**TEXT BLOCK**
On Wed, Feb 15, 2012 at 3:27 PM, Matt <[email protected]> wrote:

> On Wed, Feb 15, 2012 at 3:03 PM, Dean Landolt <[email protected]>wrote:
>
>> On Wed, Feb 15, 2012 at 12:35 PM, Matt <[email protected]> wrote:
>>
>>> On Wed, Feb 15, 2012 at 12:01 PM, Chris Scribner <[email protected]>wrote:
>>>
>>>> On the topic of "why use node to service static files"...
>>>>
>>>> Because if you don't need to understand, configure, and maintain an
>>>> extra piece of software in your stack, things get simpler.
>>>>
>>>
>>> On a very basic level yes, but there are more advantages to using a
>>> front-end nginx server than there are this one downside of "it's another
>>> piece of software".
>>>
>>
>> That's a value judgement that you can't possibly make for other people.
>> Nor are you in any position to understand what is *good enough* for
>> other people's use cases.
>>
>
> I'm trying to stick to facts. But sure, if you weighed the pros of running
> a proxy front end extremely low against the  con of having 1 more piece of
> software running, then you may come out with having a proxy as a negative.
> But I would hope people are aware of all the benefits before making that
> choice. Having one more piece of software in place is a con you have to
> deal with once. The rest of the benefits you gain occur all the time:
>
> - Ability to proxy to multiple different backends as your site expands
> (e.g. maybe even mixing technologies, such as Rack/Sinatra and Node).
>

Proxying and load balancing, eh? That's wonderful if you can succinctly
express all your logic here in a clunky declarative config file. Yes, it's
better than apache, but let's not kid ourselves -- couldn't a lot of that
be made substantially more efficient with a more suitable tool for this
logic? So if node makes a good static file server it makes an even better
proxy. Perhaps moreso for LB.

**MATERIAL PROVIDED**
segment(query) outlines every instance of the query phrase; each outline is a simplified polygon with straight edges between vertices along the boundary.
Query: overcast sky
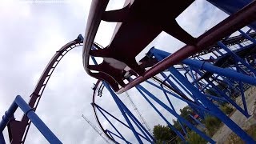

**PROBLEM STATEMENT**
List every distinct person named as a writer in the email thread, once each. The data above has no connection to the email thread.

**FULL SOLUTION**
Matt
Dean Landolt
Chris Scribner